[Object detection data]
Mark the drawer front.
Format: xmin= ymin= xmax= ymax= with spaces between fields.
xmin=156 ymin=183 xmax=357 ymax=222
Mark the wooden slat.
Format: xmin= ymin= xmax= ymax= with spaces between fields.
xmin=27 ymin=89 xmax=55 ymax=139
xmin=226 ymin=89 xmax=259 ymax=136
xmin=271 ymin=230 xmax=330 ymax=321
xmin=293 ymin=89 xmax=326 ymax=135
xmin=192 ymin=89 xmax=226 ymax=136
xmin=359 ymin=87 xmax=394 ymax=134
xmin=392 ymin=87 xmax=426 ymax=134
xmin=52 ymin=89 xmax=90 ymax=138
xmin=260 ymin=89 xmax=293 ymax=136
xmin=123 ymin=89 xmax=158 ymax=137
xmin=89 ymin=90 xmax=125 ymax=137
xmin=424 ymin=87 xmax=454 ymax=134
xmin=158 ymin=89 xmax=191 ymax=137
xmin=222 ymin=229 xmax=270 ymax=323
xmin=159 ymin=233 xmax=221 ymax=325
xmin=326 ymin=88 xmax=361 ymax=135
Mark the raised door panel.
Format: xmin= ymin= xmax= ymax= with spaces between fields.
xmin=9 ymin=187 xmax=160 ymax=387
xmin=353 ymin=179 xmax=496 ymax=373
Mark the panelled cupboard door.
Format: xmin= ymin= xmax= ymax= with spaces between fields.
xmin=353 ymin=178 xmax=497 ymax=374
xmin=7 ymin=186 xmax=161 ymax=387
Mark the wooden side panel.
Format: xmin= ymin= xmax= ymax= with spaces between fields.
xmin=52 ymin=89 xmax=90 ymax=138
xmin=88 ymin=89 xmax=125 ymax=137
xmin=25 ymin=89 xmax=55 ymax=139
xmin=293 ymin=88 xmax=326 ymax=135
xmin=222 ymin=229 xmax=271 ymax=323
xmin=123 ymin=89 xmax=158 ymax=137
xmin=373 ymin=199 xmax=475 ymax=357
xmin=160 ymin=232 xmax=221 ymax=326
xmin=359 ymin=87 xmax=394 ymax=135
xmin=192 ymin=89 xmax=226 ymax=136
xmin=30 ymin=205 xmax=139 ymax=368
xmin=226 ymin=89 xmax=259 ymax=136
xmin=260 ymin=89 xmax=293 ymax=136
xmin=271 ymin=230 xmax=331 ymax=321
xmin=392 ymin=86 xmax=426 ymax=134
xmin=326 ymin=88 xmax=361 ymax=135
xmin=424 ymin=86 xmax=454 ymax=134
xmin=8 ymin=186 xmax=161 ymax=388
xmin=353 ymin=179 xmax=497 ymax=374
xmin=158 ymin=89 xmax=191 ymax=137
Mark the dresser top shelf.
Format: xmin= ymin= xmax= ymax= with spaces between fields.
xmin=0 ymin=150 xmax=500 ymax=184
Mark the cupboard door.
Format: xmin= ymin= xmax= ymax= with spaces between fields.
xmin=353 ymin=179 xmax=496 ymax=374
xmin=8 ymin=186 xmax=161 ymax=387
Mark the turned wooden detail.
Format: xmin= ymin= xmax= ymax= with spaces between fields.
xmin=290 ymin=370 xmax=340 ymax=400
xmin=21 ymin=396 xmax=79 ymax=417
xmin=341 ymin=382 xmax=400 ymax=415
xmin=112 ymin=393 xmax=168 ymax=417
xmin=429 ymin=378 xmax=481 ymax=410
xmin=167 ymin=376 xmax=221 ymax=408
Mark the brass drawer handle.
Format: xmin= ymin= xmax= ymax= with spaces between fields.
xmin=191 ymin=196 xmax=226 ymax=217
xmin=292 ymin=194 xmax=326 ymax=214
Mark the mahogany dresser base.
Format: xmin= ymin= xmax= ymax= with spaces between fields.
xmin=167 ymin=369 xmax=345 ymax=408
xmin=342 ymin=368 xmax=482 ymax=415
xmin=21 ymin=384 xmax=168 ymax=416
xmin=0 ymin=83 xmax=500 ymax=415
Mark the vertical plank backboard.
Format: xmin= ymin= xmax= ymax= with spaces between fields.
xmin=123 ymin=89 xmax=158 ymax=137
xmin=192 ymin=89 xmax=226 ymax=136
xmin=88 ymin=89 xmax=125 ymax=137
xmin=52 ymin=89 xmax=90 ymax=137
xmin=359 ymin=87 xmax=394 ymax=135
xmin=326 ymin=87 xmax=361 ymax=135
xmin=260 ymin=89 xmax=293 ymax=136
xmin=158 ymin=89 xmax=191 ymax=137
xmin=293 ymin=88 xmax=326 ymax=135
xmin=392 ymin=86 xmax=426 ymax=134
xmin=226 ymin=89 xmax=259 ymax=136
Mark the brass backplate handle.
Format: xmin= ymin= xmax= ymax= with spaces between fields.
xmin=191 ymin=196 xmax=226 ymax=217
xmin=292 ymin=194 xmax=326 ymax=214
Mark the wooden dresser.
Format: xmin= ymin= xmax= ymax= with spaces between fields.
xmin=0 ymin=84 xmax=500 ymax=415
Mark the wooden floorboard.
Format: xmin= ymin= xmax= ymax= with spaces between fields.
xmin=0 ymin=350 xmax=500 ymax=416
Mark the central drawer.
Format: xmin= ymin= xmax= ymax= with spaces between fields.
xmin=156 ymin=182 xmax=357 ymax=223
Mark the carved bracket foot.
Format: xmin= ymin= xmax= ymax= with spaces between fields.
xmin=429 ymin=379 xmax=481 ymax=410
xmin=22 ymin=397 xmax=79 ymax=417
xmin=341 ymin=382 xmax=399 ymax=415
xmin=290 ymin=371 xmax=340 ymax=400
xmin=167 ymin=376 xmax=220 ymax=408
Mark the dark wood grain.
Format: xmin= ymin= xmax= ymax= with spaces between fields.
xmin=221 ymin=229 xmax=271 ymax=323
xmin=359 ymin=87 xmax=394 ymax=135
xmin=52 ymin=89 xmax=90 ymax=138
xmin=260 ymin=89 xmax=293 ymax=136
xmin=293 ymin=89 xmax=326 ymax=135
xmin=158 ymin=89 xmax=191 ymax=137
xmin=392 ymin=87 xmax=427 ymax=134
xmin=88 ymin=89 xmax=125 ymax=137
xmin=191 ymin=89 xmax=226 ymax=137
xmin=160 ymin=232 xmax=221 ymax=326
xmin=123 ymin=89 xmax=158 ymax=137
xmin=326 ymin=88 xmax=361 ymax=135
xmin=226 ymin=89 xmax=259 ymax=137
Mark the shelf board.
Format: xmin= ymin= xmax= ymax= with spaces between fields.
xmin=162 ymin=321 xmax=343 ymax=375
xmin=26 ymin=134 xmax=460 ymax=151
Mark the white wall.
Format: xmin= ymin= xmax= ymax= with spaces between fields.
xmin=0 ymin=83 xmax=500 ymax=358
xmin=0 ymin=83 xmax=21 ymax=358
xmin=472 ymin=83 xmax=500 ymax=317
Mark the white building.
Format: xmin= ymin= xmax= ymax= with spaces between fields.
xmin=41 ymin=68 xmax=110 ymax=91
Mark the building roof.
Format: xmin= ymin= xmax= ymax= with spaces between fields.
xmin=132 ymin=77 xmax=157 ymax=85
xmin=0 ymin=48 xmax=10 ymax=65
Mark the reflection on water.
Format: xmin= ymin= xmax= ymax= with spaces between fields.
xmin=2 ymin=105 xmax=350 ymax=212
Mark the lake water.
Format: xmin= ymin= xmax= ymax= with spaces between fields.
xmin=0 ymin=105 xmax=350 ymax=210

[Instruction]: Copy these lines out word for word, with nothing left out or changed.

[Solution for this problem]:
Mark the drawer front.
Format: xmin= ymin= xmax= ymax= with spaces between fields.
xmin=156 ymin=183 xmax=357 ymax=222
Mark the wooden slat.
Format: xmin= ymin= xmax= ymax= with spaces between fields.
xmin=27 ymin=89 xmax=55 ymax=139
xmin=226 ymin=89 xmax=259 ymax=136
xmin=271 ymin=230 xmax=330 ymax=321
xmin=293 ymin=89 xmax=326 ymax=135
xmin=192 ymin=89 xmax=226 ymax=136
xmin=359 ymin=87 xmax=394 ymax=134
xmin=392 ymin=87 xmax=426 ymax=134
xmin=52 ymin=89 xmax=90 ymax=138
xmin=260 ymin=89 xmax=293 ymax=136
xmin=123 ymin=89 xmax=158 ymax=137
xmin=89 ymin=90 xmax=125 ymax=137
xmin=424 ymin=87 xmax=454 ymax=134
xmin=158 ymin=89 xmax=191 ymax=137
xmin=222 ymin=229 xmax=270 ymax=323
xmin=159 ymin=233 xmax=221 ymax=325
xmin=326 ymin=88 xmax=361 ymax=135
Mark the raised door panel.
Format: xmin= ymin= xmax= ymax= with spaces between fields.
xmin=9 ymin=187 xmax=160 ymax=387
xmin=353 ymin=179 xmax=496 ymax=373
Mark the panelled cupboard door.
Format: xmin= ymin= xmax= ymax= with spaces between fields.
xmin=353 ymin=178 xmax=497 ymax=374
xmin=7 ymin=186 xmax=161 ymax=387
Mark the wooden side panel.
Format: xmin= ymin= xmax= ymax= with spaces between fields.
xmin=52 ymin=89 xmax=90 ymax=138
xmin=88 ymin=89 xmax=125 ymax=137
xmin=25 ymin=89 xmax=55 ymax=139
xmin=293 ymin=88 xmax=326 ymax=135
xmin=222 ymin=229 xmax=271 ymax=323
xmin=123 ymin=89 xmax=158 ymax=137
xmin=373 ymin=199 xmax=475 ymax=357
xmin=160 ymin=232 xmax=221 ymax=326
xmin=359 ymin=87 xmax=394 ymax=135
xmin=192 ymin=89 xmax=226 ymax=136
xmin=30 ymin=205 xmax=139 ymax=368
xmin=226 ymin=89 xmax=259 ymax=136
xmin=260 ymin=89 xmax=293 ymax=136
xmin=271 ymin=230 xmax=331 ymax=321
xmin=392 ymin=86 xmax=426 ymax=134
xmin=326 ymin=88 xmax=361 ymax=135
xmin=424 ymin=86 xmax=454 ymax=134
xmin=8 ymin=186 xmax=161 ymax=388
xmin=353 ymin=179 xmax=497 ymax=374
xmin=158 ymin=89 xmax=191 ymax=137
Mark the dresser top shelf.
Format: xmin= ymin= xmax= ymax= with spaces between fields.
xmin=0 ymin=150 xmax=500 ymax=184
Mark the cupboard door.
Format: xmin= ymin= xmax= ymax= with spaces between fields.
xmin=353 ymin=179 xmax=496 ymax=374
xmin=8 ymin=186 xmax=161 ymax=387
Mark the turned wooden detail.
Format: xmin= ymin= xmax= ymax= with spaces between fields.
xmin=290 ymin=370 xmax=340 ymax=400
xmin=21 ymin=396 xmax=79 ymax=417
xmin=341 ymin=382 xmax=400 ymax=415
xmin=112 ymin=393 xmax=168 ymax=417
xmin=429 ymin=378 xmax=481 ymax=410
xmin=167 ymin=376 xmax=221 ymax=408
Mark the brass drawer handle.
Format: xmin= ymin= xmax= ymax= with spaces between fields.
xmin=191 ymin=196 xmax=226 ymax=217
xmin=292 ymin=194 xmax=326 ymax=214
Mark the mahogany dresser base.
Format: xmin= ymin= xmax= ymax= with spaces between fields.
xmin=167 ymin=369 xmax=345 ymax=408
xmin=342 ymin=368 xmax=482 ymax=415
xmin=21 ymin=384 xmax=168 ymax=416
xmin=0 ymin=83 xmax=500 ymax=415
Mark the vertical plank backboard.
Format: xmin= ymin= xmax= ymax= with spaces between fields.
xmin=123 ymin=89 xmax=158 ymax=137
xmin=192 ymin=89 xmax=226 ymax=136
xmin=88 ymin=89 xmax=125 ymax=137
xmin=52 ymin=89 xmax=90 ymax=137
xmin=359 ymin=87 xmax=394 ymax=135
xmin=326 ymin=87 xmax=361 ymax=135
xmin=260 ymin=89 xmax=293 ymax=136
xmin=158 ymin=89 xmax=191 ymax=137
xmin=293 ymin=88 xmax=326 ymax=135
xmin=392 ymin=86 xmax=426 ymax=134
xmin=226 ymin=89 xmax=259 ymax=136
Mark the brass backplate handle.
Format: xmin= ymin= xmax= ymax= with spaces between fields.
xmin=191 ymin=196 xmax=226 ymax=217
xmin=292 ymin=194 xmax=326 ymax=214
Mark the wooden dresser.
Format: xmin= ymin= xmax= ymax= with spaces between fields.
xmin=0 ymin=84 xmax=500 ymax=415
Mark the wooden floorboard.
Format: xmin= ymin= xmax= ymax= with spaces between fields.
xmin=0 ymin=350 xmax=500 ymax=416
Mark the central drawer.
Format: xmin= ymin= xmax= ymax= with spaces between fields.
xmin=156 ymin=182 xmax=357 ymax=223
Mark the carved bracket foot.
Format: xmin= ymin= xmax= ymax= with spaces between fields.
xmin=429 ymin=379 xmax=481 ymax=410
xmin=22 ymin=397 xmax=79 ymax=417
xmin=341 ymin=382 xmax=399 ymax=415
xmin=290 ymin=371 xmax=340 ymax=400
xmin=167 ymin=376 xmax=220 ymax=408
Mark the dark wood grain.
Format: xmin= ymin= xmax= ymax= with spaces between fields.
xmin=221 ymin=229 xmax=271 ymax=323
xmin=359 ymin=87 xmax=394 ymax=135
xmin=52 ymin=89 xmax=90 ymax=138
xmin=260 ymin=89 xmax=293 ymax=136
xmin=293 ymin=89 xmax=326 ymax=135
xmin=158 ymin=89 xmax=191 ymax=137
xmin=392 ymin=87 xmax=427 ymax=134
xmin=88 ymin=89 xmax=125 ymax=137
xmin=191 ymin=89 xmax=226 ymax=137
xmin=160 ymin=232 xmax=221 ymax=326
xmin=123 ymin=89 xmax=158 ymax=137
xmin=326 ymin=88 xmax=361 ymax=135
xmin=226 ymin=89 xmax=259 ymax=137
Mark the shelf board.
Format: xmin= ymin= xmax= ymax= with spaces between fields.
xmin=162 ymin=321 xmax=343 ymax=375
xmin=26 ymin=134 xmax=460 ymax=151
Mark the white wall.
Format: xmin= ymin= xmax= ymax= with spaces between fields.
xmin=0 ymin=83 xmax=500 ymax=358
xmin=0 ymin=83 xmax=21 ymax=358
xmin=472 ymin=83 xmax=500 ymax=317
Mark the white building.
Format: xmin= ymin= xmax= ymax= with spaces between fields.
xmin=41 ymin=68 xmax=110 ymax=91
Mark the building roof.
Format: xmin= ymin= xmax= ymax= with spaces between fields.
xmin=132 ymin=77 xmax=157 ymax=85
xmin=0 ymin=48 xmax=10 ymax=65
Mark the reflection on water.
Format: xmin= ymin= xmax= ymax= with spaces between fields.
xmin=2 ymin=105 xmax=350 ymax=212
Mark the lake water.
Format: xmin= ymin= xmax= ymax= with spaces between fields.
xmin=0 ymin=105 xmax=350 ymax=210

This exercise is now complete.